◆ EXERCISE BRIEF:
What you give back should match the entries below character for character.

◆ GIVEN INFORMATION:
========================
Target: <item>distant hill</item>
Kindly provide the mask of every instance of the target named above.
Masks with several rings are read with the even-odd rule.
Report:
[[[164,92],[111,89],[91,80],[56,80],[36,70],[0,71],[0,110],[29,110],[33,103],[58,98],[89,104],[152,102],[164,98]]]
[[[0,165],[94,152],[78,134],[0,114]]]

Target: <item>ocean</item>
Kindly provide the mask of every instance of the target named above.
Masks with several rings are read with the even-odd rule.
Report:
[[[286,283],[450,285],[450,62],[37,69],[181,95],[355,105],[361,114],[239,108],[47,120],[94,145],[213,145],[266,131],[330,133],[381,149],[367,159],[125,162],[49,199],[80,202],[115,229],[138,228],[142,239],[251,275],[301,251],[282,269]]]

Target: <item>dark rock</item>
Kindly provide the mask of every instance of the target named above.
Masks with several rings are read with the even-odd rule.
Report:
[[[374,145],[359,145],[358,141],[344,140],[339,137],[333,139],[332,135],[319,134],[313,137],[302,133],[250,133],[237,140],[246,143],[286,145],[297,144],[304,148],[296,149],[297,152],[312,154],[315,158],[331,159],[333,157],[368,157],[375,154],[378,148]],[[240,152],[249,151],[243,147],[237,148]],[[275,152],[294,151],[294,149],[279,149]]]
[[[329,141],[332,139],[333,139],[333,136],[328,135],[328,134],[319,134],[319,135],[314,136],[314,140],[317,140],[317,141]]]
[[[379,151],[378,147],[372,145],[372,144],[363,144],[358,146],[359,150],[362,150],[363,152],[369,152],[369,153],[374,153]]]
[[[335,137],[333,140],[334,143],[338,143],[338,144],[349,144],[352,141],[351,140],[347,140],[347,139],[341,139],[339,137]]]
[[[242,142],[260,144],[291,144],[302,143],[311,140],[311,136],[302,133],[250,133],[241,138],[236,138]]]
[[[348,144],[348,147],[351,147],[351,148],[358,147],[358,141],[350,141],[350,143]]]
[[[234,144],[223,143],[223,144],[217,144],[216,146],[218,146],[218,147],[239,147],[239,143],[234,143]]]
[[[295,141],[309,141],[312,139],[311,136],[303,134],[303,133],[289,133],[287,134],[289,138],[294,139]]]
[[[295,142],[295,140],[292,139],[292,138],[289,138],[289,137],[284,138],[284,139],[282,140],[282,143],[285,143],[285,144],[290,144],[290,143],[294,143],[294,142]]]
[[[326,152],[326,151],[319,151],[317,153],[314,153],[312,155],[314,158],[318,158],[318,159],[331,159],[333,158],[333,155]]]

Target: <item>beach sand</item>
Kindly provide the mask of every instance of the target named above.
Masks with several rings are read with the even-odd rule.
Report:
========================
◆ ANSWER SPACE:
Target: <item>distant hill</item>
Kindly provide the mask of every instance of the target named above.
Masks with several rings are read with the even-odd rule.
Report:
[[[164,92],[111,89],[91,80],[56,80],[36,70],[0,71],[0,110],[29,110],[33,103],[58,98],[89,104],[152,102],[164,98]]]
[[[0,165],[94,152],[78,134],[0,114]]]

Target: <item>ocean</item>
Kindly provide the mask of every instance of the target named above.
Masks with several rings are read with the even-odd rule.
Report:
[[[286,283],[450,285],[450,62],[37,69],[181,95],[355,105],[361,114],[239,108],[47,120],[94,145],[213,145],[266,131],[330,133],[381,149],[367,159],[125,162],[49,199],[80,202],[115,229],[138,228],[142,239],[251,275],[301,251],[282,269]]]

Target: <item>dark rock</item>
Kindly provide the mask of every instance of the target named above.
Masks with several rings are read with the even-odd rule.
Report:
[[[374,145],[359,145],[358,141],[344,140],[339,137],[333,139],[332,135],[319,134],[313,137],[302,133],[250,133],[237,140],[246,143],[286,145],[297,144],[304,148],[296,149],[297,152],[312,154],[315,158],[331,159],[333,157],[368,157],[375,154],[378,148]],[[240,152],[249,151],[243,147],[237,148]],[[275,152],[294,151],[294,149],[279,149]]]
[[[329,141],[332,139],[333,139],[333,136],[328,135],[328,134],[319,134],[319,135],[314,136],[314,140],[317,140],[317,141]]]
[[[379,151],[378,147],[372,145],[372,144],[363,144],[358,146],[359,150],[362,150],[363,152],[369,152],[369,153],[374,153]]]
[[[335,137],[333,140],[334,143],[338,143],[338,144],[349,144],[352,141],[351,140],[347,140],[347,139],[341,139],[339,137]]]
[[[242,142],[260,144],[291,144],[302,143],[311,140],[311,136],[302,133],[250,133],[241,138],[236,138]]]
[[[348,144],[348,147],[351,147],[351,148],[358,147],[358,141],[350,141],[350,143]]]
[[[234,144],[223,143],[223,144],[217,144],[216,146],[218,146],[218,147],[239,147],[239,143],[234,143]]]
[[[295,141],[309,141],[312,139],[311,136],[303,134],[303,133],[289,133],[287,134],[289,138],[294,139]]]
[[[295,142],[295,140],[292,139],[292,138],[289,138],[289,137],[284,138],[284,139],[282,140],[282,143],[285,143],[285,144],[290,144],[290,143],[294,143],[294,142]]]
[[[326,152],[326,151],[319,151],[317,153],[314,153],[312,155],[314,158],[318,158],[318,159],[331,159],[333,158],[333,155]]]

Target: <item>beach sand</item>
Kindly provide the mask of every instance of the target named above.
Masks with several rings are read with the even-odd rule.
Report:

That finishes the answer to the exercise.